EXTRAIT DU TEXTE.
+++

Regrettez-vous ces photos ?
Lorsque j’ai fait ces photographies, j’étais un jeune artiste. Je ne les regrette pas du tout, mais je les ai faites lorsque mon audience n’était pas encore aussi importante. Maintenant, j’ai une responsabilité plus importante.
Pourquoi évoquez-vous autant le sexe dans votre production ?
L’instinct principal de l’homme, c’est de se reproduire. Le sexe est une part importante de notre vie et je veux toujours le représenter dans toute sa grâce.
Travaillez-vous beaucoup ?
Lorsque je ne voyage pas, je suis dans mon atelier de huit heures du matin à cinq heures de l’après-midi.
Comment fonctionne votre atelier ?
Cinquante artistes travaillent avec moi. Je reçois beaucoup de candidatures et je sélectionne généralement ceux qui ont une vision et qui savent regarder.

+++

[Données d'étiquetage par coordonnées]
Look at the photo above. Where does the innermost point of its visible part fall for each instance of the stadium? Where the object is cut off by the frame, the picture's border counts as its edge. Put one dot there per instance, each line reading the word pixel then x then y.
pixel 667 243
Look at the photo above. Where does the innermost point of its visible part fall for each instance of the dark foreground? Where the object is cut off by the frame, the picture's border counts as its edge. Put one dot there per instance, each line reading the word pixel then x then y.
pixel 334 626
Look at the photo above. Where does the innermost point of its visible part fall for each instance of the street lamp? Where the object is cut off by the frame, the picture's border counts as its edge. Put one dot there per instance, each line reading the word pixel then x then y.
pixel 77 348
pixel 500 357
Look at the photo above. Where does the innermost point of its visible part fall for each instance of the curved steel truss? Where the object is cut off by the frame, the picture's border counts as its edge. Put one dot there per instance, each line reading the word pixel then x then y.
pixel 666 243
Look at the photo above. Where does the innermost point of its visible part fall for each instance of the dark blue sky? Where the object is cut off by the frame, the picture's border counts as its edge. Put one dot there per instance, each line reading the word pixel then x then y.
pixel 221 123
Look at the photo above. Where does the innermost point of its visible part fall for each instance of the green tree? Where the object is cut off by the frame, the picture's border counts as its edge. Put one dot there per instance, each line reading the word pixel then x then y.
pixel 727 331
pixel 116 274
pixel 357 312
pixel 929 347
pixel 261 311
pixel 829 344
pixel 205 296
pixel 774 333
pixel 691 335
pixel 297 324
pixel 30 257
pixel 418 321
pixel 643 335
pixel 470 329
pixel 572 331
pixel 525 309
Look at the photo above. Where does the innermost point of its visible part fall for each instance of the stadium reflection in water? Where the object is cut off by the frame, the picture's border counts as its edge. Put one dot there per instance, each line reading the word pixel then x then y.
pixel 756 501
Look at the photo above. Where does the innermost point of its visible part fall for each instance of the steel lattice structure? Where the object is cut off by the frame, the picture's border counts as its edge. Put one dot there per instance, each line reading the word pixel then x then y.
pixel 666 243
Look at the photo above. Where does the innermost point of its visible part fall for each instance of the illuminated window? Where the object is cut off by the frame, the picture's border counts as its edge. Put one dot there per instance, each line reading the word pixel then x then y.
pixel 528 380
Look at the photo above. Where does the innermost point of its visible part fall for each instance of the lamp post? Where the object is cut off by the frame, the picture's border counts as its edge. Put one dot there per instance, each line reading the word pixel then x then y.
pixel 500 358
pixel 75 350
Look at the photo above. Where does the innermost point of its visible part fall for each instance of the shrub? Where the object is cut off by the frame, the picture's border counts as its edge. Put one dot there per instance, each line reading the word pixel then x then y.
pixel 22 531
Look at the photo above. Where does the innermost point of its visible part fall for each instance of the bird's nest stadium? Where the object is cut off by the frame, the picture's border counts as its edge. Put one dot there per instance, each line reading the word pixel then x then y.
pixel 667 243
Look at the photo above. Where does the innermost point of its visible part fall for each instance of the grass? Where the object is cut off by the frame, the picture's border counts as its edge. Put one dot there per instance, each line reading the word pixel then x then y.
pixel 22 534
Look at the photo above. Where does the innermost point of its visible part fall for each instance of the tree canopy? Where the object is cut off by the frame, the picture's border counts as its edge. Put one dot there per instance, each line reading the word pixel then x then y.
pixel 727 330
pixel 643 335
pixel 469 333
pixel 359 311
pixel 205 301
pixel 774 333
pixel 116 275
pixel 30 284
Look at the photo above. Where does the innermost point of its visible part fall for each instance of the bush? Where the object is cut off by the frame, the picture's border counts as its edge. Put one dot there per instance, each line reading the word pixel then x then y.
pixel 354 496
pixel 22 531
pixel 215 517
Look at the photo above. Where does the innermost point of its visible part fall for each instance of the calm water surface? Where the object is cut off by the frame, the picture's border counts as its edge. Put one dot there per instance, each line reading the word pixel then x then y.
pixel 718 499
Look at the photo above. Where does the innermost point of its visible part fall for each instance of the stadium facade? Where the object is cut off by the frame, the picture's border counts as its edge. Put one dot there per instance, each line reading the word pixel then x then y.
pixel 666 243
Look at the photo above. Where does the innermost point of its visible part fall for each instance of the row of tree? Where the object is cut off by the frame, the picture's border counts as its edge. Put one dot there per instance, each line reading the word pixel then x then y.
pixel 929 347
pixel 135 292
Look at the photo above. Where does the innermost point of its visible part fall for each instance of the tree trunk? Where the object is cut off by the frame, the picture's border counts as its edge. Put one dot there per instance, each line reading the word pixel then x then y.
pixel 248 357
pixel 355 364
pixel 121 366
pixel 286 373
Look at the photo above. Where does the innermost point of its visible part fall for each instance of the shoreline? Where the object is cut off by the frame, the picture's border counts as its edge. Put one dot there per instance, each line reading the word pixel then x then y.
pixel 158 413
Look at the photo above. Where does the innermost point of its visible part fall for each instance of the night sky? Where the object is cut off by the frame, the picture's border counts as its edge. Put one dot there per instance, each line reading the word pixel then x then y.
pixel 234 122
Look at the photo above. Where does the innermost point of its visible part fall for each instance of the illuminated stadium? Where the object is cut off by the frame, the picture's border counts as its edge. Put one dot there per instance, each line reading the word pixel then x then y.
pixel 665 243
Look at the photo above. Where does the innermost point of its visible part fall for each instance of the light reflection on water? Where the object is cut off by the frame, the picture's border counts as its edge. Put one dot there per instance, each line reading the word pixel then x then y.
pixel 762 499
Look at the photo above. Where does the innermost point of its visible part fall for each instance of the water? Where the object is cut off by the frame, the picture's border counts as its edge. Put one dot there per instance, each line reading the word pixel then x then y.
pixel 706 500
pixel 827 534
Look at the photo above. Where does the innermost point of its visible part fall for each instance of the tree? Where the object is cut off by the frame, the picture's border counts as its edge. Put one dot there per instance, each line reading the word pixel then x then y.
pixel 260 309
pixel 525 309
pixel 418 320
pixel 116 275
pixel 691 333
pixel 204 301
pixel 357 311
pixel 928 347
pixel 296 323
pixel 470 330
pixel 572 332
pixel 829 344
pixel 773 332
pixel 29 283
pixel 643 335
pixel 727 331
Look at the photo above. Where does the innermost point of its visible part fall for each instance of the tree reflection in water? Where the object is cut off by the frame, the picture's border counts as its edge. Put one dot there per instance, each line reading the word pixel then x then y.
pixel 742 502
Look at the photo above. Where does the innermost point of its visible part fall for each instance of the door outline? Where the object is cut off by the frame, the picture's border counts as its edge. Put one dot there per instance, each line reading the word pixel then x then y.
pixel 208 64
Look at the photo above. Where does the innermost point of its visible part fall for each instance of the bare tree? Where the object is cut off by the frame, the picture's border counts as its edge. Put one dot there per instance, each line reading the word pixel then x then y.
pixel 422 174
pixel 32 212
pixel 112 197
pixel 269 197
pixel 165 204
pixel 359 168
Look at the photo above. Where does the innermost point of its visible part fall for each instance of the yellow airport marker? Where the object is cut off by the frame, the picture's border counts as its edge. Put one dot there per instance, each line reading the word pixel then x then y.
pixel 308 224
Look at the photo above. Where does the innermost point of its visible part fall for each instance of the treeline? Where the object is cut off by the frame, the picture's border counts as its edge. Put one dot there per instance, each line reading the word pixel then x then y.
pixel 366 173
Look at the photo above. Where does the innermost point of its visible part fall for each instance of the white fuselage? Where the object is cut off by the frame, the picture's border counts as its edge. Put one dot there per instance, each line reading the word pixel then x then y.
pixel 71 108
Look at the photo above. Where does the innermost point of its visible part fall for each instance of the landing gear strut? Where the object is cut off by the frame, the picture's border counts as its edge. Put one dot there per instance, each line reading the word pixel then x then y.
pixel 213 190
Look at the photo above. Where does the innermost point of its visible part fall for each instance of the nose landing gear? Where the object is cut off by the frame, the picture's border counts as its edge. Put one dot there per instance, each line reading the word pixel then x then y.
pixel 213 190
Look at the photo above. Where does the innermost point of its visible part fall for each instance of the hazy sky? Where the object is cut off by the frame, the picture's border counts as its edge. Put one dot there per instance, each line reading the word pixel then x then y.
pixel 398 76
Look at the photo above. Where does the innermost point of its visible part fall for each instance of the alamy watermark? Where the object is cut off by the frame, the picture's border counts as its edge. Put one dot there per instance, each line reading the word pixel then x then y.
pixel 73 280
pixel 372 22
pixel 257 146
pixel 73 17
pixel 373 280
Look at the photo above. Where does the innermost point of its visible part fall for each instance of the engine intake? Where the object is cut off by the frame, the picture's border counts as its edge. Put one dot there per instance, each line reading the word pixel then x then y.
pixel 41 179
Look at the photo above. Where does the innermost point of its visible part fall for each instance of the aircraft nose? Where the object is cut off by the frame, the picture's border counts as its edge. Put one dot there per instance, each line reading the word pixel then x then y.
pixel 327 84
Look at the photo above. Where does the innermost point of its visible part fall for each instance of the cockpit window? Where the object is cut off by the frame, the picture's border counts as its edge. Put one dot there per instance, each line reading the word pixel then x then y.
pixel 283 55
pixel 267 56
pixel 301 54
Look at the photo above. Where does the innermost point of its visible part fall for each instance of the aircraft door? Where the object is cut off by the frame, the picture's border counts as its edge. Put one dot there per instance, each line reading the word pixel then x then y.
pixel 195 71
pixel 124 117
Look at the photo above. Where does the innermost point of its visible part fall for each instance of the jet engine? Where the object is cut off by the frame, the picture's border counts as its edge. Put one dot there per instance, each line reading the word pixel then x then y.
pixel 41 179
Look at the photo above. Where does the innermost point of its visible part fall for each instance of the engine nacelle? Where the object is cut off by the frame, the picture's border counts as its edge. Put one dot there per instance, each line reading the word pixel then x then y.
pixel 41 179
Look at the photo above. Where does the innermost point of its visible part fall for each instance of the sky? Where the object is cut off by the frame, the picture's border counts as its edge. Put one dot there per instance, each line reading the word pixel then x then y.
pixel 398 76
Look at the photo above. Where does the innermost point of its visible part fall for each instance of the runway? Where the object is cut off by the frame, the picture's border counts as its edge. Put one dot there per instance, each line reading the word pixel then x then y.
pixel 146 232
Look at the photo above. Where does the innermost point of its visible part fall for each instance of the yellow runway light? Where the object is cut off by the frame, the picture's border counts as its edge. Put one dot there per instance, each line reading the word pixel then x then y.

+++

VOS TÂCHES.
#1 Citez l'entretien de « Regrettez-vous ces photos » à « Travaillez-vous beaucoup ? ».
#2 Mettez en anglais cette phrase de l'entretien : « Le sexe est une part importante de notre vie et je veux toujours le représenter dans toute sa grâce. »
Ces entrées ne servent à rien ici.

RÉPONSES PAR TÂCHE.
#1
Regrettez-vous ces photos ?
Lorsque j’ai fait ces photographies, j’étais un jeune artiste. Je ne les regrette pas du tout, mais je les ai faites lorsque mon audience n’était pas encore aussi importante. Maintenant, j’ai une responsabilité plus importante.
Pourquoi évoquez-vous autant le sexe dans votre production ?
L’instinct principal de l’homme, c’est de se reproduire. Le sexe est une part importante de notre vie et je veux toujours le représenter dans toute sa grâce.
Travaillez-vous beaucoup ?

#2 Sex is an important part of our life, and I always want to depict it in all its grace.